EXERCISE BRIEF »
Every line from the one containing "on the distant" to the final line of the material below must be reproduced exactly; leave out all other lines.

EXTRACTED DATA »
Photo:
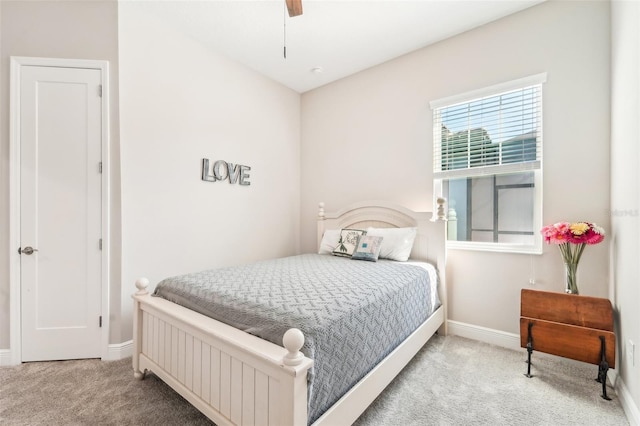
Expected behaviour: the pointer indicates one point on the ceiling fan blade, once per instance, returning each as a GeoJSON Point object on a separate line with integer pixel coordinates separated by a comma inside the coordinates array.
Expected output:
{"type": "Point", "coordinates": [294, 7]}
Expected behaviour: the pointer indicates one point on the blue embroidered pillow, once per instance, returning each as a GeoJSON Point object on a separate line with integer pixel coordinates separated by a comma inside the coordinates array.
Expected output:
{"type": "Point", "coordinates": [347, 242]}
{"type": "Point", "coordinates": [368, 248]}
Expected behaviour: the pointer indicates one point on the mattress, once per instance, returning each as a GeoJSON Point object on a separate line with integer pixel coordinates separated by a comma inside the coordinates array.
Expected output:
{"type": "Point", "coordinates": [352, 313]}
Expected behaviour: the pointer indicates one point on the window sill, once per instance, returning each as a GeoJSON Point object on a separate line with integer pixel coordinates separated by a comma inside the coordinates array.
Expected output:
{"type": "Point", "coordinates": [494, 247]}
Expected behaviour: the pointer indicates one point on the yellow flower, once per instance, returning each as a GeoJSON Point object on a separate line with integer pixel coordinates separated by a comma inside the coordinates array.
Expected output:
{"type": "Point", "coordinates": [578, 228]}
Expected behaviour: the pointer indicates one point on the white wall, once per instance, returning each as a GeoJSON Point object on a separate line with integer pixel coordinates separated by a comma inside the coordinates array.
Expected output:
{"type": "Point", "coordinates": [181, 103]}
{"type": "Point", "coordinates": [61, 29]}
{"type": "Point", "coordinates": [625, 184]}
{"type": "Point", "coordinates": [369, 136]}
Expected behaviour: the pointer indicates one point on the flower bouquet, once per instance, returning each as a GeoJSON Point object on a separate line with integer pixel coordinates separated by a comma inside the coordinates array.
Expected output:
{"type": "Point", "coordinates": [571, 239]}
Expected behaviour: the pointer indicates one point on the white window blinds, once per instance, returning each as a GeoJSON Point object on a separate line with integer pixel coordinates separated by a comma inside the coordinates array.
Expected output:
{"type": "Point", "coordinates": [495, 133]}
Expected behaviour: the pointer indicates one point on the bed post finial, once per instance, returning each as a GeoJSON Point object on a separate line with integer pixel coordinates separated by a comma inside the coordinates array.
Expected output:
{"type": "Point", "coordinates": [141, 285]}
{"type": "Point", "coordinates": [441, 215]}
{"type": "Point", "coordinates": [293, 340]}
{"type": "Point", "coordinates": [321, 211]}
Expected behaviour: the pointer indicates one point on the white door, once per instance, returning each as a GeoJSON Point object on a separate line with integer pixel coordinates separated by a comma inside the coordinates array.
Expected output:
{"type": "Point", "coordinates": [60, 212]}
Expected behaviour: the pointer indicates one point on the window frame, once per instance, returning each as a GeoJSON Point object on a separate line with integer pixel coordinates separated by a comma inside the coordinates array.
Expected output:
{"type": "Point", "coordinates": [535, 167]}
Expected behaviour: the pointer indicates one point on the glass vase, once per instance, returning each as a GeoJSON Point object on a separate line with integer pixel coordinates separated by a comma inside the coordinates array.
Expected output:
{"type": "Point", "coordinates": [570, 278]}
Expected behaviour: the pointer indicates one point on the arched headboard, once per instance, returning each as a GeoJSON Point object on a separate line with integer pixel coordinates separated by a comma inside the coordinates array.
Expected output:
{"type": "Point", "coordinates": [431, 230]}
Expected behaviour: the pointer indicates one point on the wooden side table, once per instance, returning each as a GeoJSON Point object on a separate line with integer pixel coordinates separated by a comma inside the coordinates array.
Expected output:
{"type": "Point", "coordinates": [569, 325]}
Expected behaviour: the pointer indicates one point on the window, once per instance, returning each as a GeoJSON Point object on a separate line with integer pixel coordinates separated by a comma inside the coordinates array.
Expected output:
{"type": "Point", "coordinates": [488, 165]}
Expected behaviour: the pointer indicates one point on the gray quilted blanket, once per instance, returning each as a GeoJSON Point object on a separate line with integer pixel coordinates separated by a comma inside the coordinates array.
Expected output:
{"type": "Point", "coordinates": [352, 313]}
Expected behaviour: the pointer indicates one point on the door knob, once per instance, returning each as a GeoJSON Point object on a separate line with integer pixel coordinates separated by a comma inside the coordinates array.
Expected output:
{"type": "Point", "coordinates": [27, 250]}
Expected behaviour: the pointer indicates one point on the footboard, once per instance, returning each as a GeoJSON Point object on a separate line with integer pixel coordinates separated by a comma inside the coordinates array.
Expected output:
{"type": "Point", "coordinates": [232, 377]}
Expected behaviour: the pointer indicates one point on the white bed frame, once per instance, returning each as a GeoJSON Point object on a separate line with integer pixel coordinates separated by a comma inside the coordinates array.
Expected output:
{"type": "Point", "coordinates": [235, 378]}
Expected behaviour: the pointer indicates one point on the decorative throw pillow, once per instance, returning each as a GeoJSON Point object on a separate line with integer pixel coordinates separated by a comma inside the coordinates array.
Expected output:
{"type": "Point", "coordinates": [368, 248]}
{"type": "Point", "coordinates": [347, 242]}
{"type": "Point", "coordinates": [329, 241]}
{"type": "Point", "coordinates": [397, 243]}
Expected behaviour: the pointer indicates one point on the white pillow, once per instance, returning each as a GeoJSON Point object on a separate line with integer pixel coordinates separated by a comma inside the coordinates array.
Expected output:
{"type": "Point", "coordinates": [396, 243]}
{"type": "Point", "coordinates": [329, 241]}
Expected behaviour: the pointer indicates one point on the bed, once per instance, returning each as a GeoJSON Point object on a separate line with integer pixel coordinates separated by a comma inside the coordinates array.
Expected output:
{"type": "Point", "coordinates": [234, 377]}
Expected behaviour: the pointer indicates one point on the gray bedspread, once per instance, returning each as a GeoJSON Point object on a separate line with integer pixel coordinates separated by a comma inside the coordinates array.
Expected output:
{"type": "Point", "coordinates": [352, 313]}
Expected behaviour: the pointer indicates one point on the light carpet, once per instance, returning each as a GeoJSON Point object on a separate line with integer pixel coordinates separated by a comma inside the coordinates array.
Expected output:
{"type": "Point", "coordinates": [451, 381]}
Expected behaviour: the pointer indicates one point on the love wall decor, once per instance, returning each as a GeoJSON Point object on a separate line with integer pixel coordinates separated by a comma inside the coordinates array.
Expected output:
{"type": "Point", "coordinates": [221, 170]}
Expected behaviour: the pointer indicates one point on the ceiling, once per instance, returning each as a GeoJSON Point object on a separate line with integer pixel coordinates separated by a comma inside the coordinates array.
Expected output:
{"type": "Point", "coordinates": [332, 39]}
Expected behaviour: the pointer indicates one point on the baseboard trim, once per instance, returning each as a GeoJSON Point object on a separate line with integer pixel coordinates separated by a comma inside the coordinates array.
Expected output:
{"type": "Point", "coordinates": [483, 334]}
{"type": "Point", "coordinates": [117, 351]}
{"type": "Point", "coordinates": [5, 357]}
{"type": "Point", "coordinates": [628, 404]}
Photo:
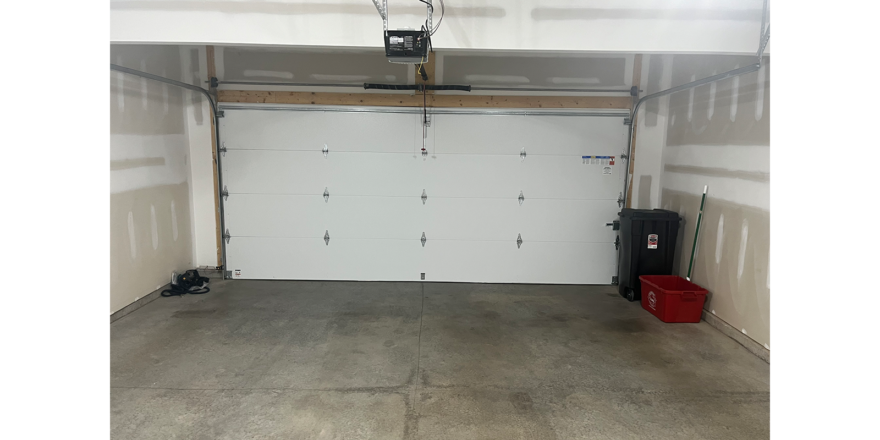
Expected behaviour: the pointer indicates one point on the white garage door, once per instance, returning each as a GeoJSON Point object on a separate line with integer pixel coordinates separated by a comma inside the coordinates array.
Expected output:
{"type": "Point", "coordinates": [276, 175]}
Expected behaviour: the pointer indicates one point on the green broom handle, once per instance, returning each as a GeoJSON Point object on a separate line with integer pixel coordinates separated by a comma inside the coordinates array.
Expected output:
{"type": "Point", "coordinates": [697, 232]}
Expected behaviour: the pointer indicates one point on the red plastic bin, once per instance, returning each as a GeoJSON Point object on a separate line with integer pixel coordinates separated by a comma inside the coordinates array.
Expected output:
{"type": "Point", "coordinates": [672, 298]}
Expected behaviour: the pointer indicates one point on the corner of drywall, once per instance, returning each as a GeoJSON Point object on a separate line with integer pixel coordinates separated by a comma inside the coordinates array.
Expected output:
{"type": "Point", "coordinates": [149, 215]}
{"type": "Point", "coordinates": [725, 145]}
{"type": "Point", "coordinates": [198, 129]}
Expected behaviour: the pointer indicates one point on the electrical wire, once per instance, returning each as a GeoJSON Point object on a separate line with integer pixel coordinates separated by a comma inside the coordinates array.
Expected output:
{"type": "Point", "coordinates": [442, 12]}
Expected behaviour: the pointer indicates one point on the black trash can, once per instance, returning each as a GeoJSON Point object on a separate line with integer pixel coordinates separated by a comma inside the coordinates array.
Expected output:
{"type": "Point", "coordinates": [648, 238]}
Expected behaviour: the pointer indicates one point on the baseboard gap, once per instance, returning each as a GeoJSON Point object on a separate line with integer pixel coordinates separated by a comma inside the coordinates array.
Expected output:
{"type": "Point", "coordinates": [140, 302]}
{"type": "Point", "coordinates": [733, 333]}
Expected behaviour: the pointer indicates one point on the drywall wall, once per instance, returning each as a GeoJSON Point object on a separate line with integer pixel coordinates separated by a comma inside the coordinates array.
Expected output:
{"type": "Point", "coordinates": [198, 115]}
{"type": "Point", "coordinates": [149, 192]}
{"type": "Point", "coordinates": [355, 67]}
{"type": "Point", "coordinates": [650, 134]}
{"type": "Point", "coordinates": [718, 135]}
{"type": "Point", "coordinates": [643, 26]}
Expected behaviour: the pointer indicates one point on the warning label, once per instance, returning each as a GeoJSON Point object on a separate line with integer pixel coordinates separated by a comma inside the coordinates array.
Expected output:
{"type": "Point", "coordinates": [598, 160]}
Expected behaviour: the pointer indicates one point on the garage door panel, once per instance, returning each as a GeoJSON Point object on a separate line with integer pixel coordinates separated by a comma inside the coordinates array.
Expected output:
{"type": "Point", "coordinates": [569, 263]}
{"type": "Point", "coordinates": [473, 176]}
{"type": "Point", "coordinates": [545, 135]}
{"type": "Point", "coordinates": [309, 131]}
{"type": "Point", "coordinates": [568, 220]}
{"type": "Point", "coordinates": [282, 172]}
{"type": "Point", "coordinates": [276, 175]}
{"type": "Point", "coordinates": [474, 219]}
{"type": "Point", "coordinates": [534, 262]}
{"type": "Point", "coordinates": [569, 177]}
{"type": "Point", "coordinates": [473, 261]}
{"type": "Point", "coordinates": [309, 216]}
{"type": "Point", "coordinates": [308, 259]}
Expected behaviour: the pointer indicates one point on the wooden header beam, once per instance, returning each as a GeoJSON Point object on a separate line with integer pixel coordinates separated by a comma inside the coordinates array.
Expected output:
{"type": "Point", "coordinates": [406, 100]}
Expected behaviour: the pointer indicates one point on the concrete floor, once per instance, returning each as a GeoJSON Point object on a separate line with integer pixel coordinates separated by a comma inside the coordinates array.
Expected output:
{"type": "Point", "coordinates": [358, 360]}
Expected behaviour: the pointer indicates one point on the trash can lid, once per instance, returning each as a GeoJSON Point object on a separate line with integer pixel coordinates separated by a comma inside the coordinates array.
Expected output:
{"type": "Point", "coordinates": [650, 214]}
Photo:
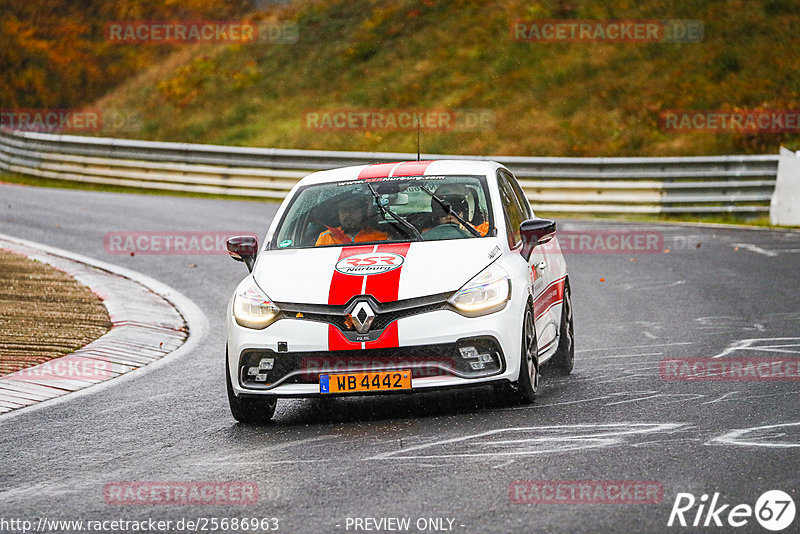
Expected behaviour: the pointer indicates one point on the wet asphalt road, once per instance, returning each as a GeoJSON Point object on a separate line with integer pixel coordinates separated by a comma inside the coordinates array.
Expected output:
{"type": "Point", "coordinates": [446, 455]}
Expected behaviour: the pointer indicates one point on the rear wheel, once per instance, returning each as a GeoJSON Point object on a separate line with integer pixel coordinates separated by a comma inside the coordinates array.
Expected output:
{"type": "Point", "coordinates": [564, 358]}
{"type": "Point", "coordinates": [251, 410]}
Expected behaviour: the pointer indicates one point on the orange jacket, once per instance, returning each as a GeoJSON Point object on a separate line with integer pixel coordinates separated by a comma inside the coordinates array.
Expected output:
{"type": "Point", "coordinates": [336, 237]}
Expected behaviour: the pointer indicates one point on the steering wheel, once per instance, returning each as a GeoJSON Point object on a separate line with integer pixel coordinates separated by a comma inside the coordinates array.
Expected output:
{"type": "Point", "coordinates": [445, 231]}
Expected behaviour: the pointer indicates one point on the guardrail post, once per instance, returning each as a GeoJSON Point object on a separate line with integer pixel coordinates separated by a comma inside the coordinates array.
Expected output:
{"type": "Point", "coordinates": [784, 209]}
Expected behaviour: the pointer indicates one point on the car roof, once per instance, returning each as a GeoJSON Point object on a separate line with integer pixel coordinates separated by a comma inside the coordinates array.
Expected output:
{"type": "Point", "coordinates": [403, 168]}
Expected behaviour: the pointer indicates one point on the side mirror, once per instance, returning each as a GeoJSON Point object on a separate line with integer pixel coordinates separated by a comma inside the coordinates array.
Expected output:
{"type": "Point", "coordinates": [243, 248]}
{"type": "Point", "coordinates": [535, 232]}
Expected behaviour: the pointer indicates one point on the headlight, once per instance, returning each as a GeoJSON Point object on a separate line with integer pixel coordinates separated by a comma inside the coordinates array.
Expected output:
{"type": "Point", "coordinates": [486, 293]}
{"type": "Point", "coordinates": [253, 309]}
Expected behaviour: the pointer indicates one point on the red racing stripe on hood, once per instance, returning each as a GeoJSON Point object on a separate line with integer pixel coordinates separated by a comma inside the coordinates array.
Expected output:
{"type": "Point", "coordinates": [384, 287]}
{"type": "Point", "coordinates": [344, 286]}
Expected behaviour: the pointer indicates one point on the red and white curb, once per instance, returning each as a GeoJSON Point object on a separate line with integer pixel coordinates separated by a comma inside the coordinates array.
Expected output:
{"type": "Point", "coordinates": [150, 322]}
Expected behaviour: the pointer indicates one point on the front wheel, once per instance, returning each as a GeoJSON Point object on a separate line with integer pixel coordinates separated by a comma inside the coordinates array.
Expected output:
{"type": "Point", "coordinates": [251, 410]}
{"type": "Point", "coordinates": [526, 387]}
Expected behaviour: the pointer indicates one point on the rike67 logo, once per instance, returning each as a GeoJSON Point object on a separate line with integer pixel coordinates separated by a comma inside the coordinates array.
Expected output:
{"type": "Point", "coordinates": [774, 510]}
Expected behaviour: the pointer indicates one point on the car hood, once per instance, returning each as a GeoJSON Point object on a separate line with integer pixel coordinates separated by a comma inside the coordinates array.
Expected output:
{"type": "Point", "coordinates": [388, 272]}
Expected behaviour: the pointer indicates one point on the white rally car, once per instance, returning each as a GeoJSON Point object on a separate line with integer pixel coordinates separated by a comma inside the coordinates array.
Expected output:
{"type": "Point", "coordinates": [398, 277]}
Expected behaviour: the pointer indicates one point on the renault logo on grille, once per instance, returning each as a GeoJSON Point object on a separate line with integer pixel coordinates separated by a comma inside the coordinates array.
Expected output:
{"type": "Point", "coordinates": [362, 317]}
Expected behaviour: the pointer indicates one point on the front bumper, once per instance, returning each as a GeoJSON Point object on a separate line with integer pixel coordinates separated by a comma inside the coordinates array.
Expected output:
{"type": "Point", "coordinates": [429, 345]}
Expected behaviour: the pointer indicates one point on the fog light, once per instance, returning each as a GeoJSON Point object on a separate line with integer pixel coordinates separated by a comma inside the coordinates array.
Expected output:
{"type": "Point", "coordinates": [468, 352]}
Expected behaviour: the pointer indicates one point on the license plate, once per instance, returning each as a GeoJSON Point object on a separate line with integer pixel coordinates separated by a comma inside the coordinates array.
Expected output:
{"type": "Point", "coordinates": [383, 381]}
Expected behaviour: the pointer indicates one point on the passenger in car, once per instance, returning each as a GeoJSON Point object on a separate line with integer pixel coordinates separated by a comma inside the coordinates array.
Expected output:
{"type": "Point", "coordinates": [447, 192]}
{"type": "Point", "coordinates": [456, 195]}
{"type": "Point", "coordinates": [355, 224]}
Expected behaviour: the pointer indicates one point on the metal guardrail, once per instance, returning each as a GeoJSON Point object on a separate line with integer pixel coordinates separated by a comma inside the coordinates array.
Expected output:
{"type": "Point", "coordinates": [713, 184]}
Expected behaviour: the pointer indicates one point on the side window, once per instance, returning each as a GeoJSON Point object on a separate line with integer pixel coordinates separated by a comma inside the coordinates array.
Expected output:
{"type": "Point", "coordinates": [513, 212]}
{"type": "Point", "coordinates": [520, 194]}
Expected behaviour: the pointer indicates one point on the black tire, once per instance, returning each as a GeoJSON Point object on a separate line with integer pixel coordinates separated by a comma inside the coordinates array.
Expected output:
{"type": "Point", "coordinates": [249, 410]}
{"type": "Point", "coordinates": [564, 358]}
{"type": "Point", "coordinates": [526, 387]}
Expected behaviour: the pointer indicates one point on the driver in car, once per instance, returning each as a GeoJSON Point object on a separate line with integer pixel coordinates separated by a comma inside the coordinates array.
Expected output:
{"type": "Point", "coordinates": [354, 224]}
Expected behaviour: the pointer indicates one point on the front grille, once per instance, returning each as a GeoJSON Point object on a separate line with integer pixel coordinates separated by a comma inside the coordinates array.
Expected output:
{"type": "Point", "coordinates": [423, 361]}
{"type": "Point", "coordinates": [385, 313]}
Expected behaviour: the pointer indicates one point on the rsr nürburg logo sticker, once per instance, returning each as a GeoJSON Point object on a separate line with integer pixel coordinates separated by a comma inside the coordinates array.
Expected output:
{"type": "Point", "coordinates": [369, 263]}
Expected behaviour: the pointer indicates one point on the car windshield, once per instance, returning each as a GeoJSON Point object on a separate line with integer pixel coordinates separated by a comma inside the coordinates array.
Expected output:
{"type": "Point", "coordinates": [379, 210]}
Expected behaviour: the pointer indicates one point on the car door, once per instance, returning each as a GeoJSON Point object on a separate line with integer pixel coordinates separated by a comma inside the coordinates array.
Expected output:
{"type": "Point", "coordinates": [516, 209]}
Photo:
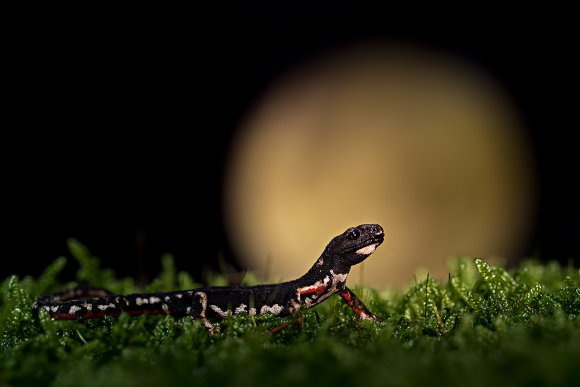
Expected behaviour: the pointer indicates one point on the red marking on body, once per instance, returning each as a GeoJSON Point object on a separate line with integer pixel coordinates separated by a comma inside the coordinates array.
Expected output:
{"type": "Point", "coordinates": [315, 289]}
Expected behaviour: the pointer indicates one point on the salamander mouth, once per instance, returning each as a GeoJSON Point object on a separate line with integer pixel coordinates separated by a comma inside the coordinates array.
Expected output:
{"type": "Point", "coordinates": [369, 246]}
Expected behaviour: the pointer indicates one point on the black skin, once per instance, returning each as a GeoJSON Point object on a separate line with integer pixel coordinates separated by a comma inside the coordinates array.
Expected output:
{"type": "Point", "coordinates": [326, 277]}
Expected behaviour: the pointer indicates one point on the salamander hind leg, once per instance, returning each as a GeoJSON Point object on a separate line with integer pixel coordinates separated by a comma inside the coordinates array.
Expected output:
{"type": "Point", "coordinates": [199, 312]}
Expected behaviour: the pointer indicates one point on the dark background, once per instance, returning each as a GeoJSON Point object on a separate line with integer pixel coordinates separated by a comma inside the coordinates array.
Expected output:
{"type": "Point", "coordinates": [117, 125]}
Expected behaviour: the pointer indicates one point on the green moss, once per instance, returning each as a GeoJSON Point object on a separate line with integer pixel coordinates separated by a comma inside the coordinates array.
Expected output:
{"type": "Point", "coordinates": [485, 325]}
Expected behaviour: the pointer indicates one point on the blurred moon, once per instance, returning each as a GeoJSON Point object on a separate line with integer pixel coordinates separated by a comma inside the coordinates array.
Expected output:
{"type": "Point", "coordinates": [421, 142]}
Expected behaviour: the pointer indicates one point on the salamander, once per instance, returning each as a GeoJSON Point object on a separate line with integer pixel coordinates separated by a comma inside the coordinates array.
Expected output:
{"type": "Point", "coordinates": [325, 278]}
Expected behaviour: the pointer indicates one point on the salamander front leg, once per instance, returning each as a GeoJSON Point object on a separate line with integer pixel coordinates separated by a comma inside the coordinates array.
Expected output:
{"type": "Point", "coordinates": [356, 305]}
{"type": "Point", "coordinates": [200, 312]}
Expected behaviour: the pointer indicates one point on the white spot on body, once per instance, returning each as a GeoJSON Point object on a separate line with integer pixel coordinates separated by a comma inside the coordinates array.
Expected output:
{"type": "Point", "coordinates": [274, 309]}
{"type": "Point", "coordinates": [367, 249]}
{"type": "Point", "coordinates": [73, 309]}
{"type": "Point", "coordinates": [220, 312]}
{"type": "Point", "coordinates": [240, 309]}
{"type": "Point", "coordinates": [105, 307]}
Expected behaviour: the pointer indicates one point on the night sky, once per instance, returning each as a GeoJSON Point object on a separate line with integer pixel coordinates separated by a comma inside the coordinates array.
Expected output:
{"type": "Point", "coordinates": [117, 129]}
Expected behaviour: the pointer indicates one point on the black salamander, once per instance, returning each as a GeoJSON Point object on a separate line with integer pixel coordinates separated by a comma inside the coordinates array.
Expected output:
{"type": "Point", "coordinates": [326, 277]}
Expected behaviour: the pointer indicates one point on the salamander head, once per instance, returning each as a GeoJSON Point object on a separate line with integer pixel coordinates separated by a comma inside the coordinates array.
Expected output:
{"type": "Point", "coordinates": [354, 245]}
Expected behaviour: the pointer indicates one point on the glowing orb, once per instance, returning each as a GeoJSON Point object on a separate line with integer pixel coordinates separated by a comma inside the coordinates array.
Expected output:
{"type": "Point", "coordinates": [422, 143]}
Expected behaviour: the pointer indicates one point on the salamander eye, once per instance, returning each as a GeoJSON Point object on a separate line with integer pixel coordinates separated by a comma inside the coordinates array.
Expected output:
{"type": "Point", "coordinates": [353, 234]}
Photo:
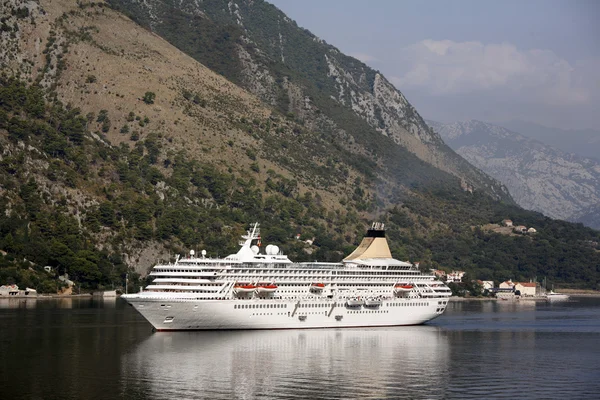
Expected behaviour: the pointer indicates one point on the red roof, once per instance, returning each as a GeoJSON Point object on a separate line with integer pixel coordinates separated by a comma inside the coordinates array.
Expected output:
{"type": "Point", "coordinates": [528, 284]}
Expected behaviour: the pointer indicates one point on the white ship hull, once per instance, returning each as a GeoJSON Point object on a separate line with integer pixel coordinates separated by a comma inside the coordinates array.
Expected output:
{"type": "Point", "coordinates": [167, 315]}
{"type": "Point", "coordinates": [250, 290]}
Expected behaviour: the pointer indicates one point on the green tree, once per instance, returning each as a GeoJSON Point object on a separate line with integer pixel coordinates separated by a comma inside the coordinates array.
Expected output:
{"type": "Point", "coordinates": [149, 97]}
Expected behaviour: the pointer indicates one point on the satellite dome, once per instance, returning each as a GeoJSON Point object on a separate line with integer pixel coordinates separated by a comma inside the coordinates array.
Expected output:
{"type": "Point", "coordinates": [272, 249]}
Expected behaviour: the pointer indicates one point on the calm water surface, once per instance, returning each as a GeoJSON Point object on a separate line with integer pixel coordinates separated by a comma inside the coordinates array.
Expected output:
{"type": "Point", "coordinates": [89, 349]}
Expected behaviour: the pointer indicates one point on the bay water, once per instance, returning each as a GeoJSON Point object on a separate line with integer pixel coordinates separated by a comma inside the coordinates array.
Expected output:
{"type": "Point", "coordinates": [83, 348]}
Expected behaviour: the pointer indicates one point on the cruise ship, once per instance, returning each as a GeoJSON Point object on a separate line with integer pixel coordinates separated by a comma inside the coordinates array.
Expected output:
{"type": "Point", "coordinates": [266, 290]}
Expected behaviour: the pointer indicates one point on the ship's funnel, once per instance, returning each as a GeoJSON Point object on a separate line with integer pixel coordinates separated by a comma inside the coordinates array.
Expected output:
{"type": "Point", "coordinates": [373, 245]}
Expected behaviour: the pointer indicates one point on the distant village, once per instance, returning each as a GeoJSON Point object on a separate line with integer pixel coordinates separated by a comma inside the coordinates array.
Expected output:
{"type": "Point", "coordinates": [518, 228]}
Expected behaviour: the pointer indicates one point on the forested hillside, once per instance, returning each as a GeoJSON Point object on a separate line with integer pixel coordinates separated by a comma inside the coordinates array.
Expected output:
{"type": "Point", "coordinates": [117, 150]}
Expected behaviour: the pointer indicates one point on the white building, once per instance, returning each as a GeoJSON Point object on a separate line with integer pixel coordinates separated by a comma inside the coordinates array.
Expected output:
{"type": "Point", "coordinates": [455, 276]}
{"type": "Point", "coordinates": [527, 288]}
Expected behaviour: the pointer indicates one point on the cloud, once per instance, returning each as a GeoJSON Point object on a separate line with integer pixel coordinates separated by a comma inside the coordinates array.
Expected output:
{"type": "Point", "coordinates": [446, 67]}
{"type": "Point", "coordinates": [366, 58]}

TASK OUTPUT »
Expected behaviour: the pointer indicates one point on the distant village, once per instance, returning each as a GeoJSON Point object on a separate line with integer pixel coordinates separated by a comma inside the coordinates array.
Expected output:
{"type": "Point", "coordinates": [518, 228]}
Expected behaviour: the pointer indicates one point on the forested hillside, once per instance, returning each as a GeoJSON Point object on a separate line with integer pixel coordinates separated by a comma inside the coordinates array.
Expected output:
{"type": "Point", "coordinates": [117, 150]}
Expected behaviour: the pointer indicates one point on the white building, once per instance, returning each as a GeoJSON Point object on a separate line with integer pixel coordinates separated by a comma inside the coordinates array.
Expected output:
{"type": "Point", "coordinates": [455, 276]}
{"type": "Point", "coordinates": [527, 288]}
Expected behaviour: the pointer indicates one point on the cloud, once per instance, returning each as a GeoJSON Point object on a separate line with integer pixel coordinates separated by a comma inside the coordinates array.
Expected output:
{"type": "Point", "coordinates": [446, 67]}
{"type": "Point", "coordinates": [366, 58]}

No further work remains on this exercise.